Exactly and only the lines from the one containing "stone floor, placed" through the close of the entries below are to be set down.
BEGIN LISTED ENTRIES
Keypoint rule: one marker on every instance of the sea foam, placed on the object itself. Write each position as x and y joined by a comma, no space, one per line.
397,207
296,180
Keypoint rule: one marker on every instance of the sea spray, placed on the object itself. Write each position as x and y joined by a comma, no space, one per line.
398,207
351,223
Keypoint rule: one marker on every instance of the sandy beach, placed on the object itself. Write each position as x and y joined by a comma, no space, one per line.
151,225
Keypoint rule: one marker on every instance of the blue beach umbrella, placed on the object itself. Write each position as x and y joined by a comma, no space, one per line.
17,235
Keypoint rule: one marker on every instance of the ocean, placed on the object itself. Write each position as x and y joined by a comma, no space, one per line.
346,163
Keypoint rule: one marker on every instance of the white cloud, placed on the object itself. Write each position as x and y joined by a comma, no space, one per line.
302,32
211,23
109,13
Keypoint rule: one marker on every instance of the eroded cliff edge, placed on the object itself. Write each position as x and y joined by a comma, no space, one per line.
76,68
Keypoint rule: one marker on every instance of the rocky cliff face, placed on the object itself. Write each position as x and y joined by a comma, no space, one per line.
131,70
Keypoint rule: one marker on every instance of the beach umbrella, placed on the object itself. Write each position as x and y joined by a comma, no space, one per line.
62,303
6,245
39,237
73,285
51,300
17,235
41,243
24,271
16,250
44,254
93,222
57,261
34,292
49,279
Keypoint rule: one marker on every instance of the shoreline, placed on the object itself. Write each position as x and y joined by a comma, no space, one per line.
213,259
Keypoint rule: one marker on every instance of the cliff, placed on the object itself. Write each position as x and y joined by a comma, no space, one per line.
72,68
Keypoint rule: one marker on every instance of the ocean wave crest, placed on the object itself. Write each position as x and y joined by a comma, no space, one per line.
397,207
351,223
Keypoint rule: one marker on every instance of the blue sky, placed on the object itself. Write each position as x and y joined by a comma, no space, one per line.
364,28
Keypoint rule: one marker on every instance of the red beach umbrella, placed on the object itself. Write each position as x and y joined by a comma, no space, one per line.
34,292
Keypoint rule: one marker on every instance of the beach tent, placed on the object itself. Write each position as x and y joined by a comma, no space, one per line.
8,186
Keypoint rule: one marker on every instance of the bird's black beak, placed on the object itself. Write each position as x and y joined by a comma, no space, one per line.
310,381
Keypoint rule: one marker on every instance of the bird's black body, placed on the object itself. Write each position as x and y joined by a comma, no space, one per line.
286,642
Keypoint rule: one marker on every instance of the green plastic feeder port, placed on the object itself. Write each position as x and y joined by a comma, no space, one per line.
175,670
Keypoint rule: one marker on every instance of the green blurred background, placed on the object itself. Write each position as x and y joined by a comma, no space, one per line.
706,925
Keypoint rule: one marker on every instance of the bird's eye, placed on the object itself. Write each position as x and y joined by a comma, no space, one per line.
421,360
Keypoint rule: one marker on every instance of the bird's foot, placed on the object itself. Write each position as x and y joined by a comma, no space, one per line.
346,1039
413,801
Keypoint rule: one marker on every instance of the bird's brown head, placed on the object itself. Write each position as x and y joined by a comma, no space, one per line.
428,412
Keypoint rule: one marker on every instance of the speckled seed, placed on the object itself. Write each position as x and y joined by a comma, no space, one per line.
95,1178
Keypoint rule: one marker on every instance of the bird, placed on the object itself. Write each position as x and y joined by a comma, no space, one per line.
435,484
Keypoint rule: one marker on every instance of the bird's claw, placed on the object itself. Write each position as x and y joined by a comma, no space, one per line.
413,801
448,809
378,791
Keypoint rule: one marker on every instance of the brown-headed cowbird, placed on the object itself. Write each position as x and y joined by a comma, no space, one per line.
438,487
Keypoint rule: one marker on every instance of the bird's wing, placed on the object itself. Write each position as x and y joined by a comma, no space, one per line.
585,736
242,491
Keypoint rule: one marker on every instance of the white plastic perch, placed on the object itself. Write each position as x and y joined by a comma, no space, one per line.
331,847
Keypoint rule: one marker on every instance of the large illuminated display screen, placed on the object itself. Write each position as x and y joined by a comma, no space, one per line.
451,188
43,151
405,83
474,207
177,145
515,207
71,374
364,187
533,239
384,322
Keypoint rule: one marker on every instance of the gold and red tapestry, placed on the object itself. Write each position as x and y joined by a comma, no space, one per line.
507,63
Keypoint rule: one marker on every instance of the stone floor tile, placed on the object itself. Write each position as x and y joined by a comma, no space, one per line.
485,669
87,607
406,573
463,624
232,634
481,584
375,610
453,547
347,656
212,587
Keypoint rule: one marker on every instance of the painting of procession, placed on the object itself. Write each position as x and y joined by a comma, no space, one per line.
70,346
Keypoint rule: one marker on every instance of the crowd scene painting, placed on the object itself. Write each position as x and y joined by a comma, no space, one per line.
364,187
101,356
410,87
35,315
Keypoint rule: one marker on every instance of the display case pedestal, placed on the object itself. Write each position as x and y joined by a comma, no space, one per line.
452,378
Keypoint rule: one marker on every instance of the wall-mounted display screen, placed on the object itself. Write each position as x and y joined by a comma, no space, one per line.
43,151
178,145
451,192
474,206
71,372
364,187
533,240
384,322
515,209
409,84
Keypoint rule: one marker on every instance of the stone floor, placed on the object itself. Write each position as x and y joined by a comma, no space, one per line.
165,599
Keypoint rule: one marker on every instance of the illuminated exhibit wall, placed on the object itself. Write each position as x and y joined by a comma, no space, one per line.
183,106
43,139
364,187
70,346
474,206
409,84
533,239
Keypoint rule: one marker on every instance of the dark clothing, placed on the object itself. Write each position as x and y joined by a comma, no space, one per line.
END LISTED ENTRIES
**OUTPUT FOR THIS TASK:**
Keypoint rule: one marker on every instance of the stone floor, placed on the object itself. Write each position as x and y joined by a comma, no space, one per line.
165,599
Keypoint rule: one marker on every instance of the illuminated exhibit wall, placed on the object itself. Write each position as x and y joined by a comma, no space, one per line.
183,106
43,139
364,187
70,346
474,206
409,84
533,239
Keypoint rule: one marker on every instance of the dark clothing, placed on the object itself. Write each position as x and y joined by a comma, no space, one per line.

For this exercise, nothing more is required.